◆ WHAT NEEDS TO BE DONE ◆
Copy each of the following lines verbatim, from the first to the last, making no changes of any kind.

◆ DATA EXTRACT ◆
──────────────────────────────

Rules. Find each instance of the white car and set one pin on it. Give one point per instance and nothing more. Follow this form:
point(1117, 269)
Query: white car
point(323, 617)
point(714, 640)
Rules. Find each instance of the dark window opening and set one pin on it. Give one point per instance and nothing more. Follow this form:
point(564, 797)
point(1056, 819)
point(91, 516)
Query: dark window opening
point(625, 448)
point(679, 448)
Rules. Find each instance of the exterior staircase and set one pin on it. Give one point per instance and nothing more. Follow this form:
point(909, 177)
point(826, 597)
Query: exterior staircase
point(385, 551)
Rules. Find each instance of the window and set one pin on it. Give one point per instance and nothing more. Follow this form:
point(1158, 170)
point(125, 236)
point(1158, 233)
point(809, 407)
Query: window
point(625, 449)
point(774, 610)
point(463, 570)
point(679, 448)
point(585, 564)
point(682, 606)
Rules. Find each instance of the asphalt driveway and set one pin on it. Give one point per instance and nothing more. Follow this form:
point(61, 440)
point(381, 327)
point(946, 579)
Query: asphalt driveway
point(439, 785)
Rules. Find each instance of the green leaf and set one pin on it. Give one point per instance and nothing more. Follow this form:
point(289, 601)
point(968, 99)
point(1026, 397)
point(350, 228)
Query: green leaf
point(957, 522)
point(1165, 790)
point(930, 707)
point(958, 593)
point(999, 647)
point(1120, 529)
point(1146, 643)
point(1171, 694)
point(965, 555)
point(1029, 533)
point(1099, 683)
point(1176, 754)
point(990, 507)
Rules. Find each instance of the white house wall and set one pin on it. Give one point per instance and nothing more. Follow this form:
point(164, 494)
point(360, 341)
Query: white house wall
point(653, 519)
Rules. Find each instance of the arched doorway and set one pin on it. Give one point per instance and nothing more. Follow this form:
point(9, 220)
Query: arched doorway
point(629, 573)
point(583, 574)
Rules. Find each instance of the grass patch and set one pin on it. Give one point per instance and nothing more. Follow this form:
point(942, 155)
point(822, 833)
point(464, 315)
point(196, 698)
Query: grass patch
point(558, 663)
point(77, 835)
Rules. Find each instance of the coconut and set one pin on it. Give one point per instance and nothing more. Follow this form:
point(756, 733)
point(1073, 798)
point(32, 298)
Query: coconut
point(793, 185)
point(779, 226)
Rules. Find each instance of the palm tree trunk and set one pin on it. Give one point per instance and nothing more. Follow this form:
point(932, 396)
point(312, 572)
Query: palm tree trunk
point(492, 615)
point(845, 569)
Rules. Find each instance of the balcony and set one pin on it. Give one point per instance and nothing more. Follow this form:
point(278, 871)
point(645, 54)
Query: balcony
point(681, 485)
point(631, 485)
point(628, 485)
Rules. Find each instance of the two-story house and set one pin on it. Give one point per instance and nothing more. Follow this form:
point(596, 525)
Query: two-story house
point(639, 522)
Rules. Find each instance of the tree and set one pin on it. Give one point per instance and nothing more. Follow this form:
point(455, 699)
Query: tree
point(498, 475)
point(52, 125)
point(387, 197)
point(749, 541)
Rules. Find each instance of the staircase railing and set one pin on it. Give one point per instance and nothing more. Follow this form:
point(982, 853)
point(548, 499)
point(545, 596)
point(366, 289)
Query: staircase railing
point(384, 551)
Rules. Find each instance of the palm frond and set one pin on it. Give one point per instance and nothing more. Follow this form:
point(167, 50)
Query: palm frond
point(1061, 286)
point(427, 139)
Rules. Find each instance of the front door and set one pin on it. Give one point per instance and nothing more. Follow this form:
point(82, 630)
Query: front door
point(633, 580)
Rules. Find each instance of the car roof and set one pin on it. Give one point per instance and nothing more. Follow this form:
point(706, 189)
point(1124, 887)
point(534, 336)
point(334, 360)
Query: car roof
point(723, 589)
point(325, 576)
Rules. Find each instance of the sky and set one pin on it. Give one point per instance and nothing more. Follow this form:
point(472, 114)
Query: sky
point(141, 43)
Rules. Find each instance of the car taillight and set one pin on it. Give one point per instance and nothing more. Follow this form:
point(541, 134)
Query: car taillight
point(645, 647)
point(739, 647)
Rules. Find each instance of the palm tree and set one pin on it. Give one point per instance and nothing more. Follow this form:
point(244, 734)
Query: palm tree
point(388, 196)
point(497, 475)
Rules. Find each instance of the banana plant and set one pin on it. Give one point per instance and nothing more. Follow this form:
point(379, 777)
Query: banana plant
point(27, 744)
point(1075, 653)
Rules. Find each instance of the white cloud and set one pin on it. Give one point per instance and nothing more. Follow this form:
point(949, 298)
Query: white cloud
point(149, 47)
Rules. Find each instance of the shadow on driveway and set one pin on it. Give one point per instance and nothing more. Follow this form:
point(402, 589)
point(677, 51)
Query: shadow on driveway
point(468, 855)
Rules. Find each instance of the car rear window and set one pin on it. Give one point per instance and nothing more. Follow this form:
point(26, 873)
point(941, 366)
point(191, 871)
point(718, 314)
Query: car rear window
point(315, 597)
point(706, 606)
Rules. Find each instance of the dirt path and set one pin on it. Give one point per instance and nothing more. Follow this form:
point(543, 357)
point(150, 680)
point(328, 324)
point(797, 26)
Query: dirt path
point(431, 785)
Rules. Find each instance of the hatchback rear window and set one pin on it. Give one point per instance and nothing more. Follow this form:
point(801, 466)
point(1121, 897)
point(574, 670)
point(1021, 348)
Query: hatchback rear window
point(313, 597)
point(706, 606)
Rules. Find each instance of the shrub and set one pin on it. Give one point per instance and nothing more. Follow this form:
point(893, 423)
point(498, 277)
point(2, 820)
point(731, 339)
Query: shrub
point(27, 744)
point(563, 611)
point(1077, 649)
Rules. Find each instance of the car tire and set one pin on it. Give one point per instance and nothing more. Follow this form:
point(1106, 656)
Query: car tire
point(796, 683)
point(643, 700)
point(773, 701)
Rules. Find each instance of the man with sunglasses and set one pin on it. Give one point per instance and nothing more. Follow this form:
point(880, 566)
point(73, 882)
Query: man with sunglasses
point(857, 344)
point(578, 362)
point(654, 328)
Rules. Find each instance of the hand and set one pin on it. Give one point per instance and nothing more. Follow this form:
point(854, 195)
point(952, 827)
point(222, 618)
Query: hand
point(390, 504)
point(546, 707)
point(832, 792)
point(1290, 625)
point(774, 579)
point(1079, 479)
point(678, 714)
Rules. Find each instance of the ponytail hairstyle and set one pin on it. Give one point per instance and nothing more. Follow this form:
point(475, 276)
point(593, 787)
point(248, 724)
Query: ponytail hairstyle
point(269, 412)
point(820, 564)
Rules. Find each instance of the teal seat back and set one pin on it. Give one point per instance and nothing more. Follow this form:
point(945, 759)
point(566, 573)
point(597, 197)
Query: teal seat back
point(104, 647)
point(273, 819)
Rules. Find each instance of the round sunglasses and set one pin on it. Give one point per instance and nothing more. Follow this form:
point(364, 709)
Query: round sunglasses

──────────────────────────────

◆ FINISHED EXERCISE ◆
Rules. Find each instance of the white car and set one pin on it. Give one point per instance and nothing more. Follow this form:
point(1117, 269)
Query: white car
point(323, 617)
point(714, 640)
Rules. Find each instance of the dark window opening and set one pin on it. Give one point per instance and nothing more. Follow this form:
point(564, 797)
point(1056, 819)
point(91, 516)
Query: dark window opening
point(625, 448)
point(679, 448)
Rules. Find each instance of the exterior staircase and set one pin on it. Give one point per instance and nothing more. Follow this form:
point(909, 177)
point(826, 597)
Query: exterior staircase
point(385, 551)
Rules. Find each instance of the window and set one pin on it. Give one point per instance and nothing more. Follow this form:
point(1158, 170)
point(125, 236)
point(1158, 233)
point(809, 407)
Query: window
point(625, 449)
point(774, 610)
point(463, 570)
point(679, 448)
point(585, 564)
point(682, 606)
Rules. Find each instance of the asphalt driveway and set one pin on it. Give one point per instance and nothing more. Follow this form:
point(61, 440)
point(381, 327)
point(946, 579)
Query: asphalt driveway
point(439, 785)
Rules. Find each instance of the green leaf and set one pin on it. Give one point per instance and nothing more. Follow this form:
point(289, 601)
point(968, 99)
point(1026, 397)
point(350, 228)
Query: green leaf
point(957, 522)
point(1165, 790)
point(930, 707)
point(958, 593)
point(999, 647)
point(1120, 529)
point(1146, 643)
point(1171, 694)
point(965, 555)
point(1029, 533)
point(1099, 683)
point(1176, 754)
point(990, 507)
Rules. Find each instance of the white house wall and set one pin on it. Give one point per instance and nothing more. Follow this form:
point(164, 494)
point(360, 341)
Query: white house wall
point(653, 519)
Rules. Find each instance of the arched doorway and set one pin on it. Give one point per instance and nothing more. Follow this form:
point(9, 220)
Query: arched doorway
point(629, 573)
point(583, 574)
Rules. Find each instance of the grass patch and set one pin on it. Give one point per instance and nothing more. Follow this form:
point(942, 155)
point(822, 833)
point(464, 315)
point(196, 698)
Query: grass patch
point(558, 663)
point(77, 835)
Rules. Find each instance of the coconut and set one pin on it. Give one point per instance and nothing more. Follow this form:
point(756, 733)
point(1073, 798)
point(32, 298)
Query: coconut
point(793, 185)
point(779, 226)
Rules. Find each instance of the palm tree trunk and set one pin on it. Give one point per instance and nothing more. Follow this form:
point(932, 396)
point(312, 572)
Query: palm tree trunk
point(492, 615)
point(845, 569)
Rules. Find each instance of the balcony and set one pin on it. Give one point per instance and nothing more. Follow this form:
point(278, 871)
point(645, 54)
Query: balcony
point(681, 485)
point(631, 485)
point(628, 485)
Rules. Find each instance of the two-story house and set one pin on it. Give one point per instance and nothing more. Follow this form:
point(596, 525)
Query: two-story house
point(639, 522)
Rules. Find each instance of the tree and set one pin on it. Give one point per instance and nothing more. Follow this form:
point(455, 699)
Query: tree
point(498, 475)
point(52, 125)
point(387, 197)
point(749, 541)
Rules. Find each instance of the staircase railing and set one pin on it. Give one point per instance and nothing more. Follow this form:
point(982, 853)
point(548, 499)
point(545, 596)
point(366, 289)
Query: staircase railing
point(384, 551)
Rules. Find each instance of the palm frond and set one pin on it. Give one point per instance and nothing more. Follow this form:
point(167, 50)
Query: palm frond
point(1061, 286)
point(427, 139)
Rules. Find each instance of the front door and set one pin on it. Give one point per instance and nothing more. Follow this form:
point(82, 630)
Query: front door
point(633, 580)
Rules. Find each instance of the car roof and set one pin on it. Give one point per instance and nothing more. Follow this form:
point(706, 189)
point(1124, 887)
point(534, 336)
point(334, 360)
Query: car roof
point(723, 589)
point(325, 576)
Rules. Find each instance of the sky and set one pin on it. Give one point per instance and nothing more. Follow this form:
point(472, 114)
Query: sky
point(141, 43)
Rules. Find each instance of the car taillight and set one pin on it. Give one point per instance and nothing more. Follow this form:
point(541, 134)
Query: car taillight
point(645, 647)
point(739, 647)
Rules. Find each instance of the palm tree and set one pin on it. Give one point per instance and nothing more. Follow this form:
point(244, 734)
Query: palm tree
point(388, 196)
point(497, 475)
Rules. Find each instance of the banana plant and set one pin on it. Give one point per instance and nothing more. Follow this form:
point(379, 777)
Query: banana plant
point(27, 744)
point(1075, 653)
Rules. Find each instance of the white cloud and set one pin on it. Give one point per instance and nothing more. Follow this form:
point(949, 298)
Query: white cloud
point(149, 47)
Rules. Find each instance of the shadow on driveway and set one pin on it. Give one point per instance and nothing more. Follow this form:
point(402, 589)
point(677, 51)
Query: shadow on driveway
point(468, 855)
Rules. Find each instance of the car rear window and set one pin on it. Give one point per instance and nothing more. Follow this form:
point(26, 873)
point(941, 366)
point(191, 871)
point(718, 314)
Query: car rear window
point(315, 597)
point(706, 606)
Rules. Find each instance of the dirt path and set one pin on it. Give one point per instance and nothing more. Follow this form:
point(543, 357)
point(150, 680)
point(328, 324)
point(797, 26)
Query: dirt path
point(431, 785)
Rules. Find each instance of the hatchback rear window and set one pin on it. Give one point per instance and nothing more. Follow this form:
point(801, 466)
point(1121, 897)
point(574, 670)
point(1021, 348)
Query: hatchback rear window
point(313, 597)
point(706, 606)
Rules. Find each instance of the shrub and set one pin on it. Give one point per instance and nothing more. Follow this form:
point(893, 423)
point(498, 277)
point(2, 820)
point(731, 339)
Query: shrub
point(27, 744)
point(563, 611)
point(1077, 649)
Rules. Find each instance of the car tire and set one pin on it. Give one point per instance and nothing more. Follow this form:
point(1106, 656)
Query: car tire
point(796, 683)
point(643, 700)
point(773, 701)
Rules. Find each instance of the man with sunglasses and set one pin on it. Give one point per instance and nothing more. Follow this form:
point(880, 566)
point(73, 882)
Query: man with sunglasses
point(857, 344)
point(578, 362)
point(654, 328)
Rules. Find each instance of the hand and set one pin on it. Give one point per instance and nothing more. Follow this form:
point(854, 195)
point(952, 827)
point(222, 618)
Query: hand
point(390, 504)
point(546, 707)
point(832, 792)
point(1290, 625)
point(774, 579)
point(1079, 479)
point(678, 714)
Rules. Find each instance of the ponytail hairstyle and set one pin on it. Give one point per instance and nothing more. Follow this form:
point(475, 276)
point(593, 787)
point(248, 724)
Query: ponytail hairstyle
point(269, 412)
point(820, 564)
Rules. Find each instance of the teal seat back and set one pin on it. Give one point per instance and nothing more. Follow this form:
point(945, 759)
point(566, 573)
point(597, 197)
Query: teal seat back
point(104, 647)
point(273, 819)
Rules. Find each instance of the round sunglasses and set one pin on it. Give one point per instance and nothing more. Follow this form:
point(364, 709)
Query: round sunglasses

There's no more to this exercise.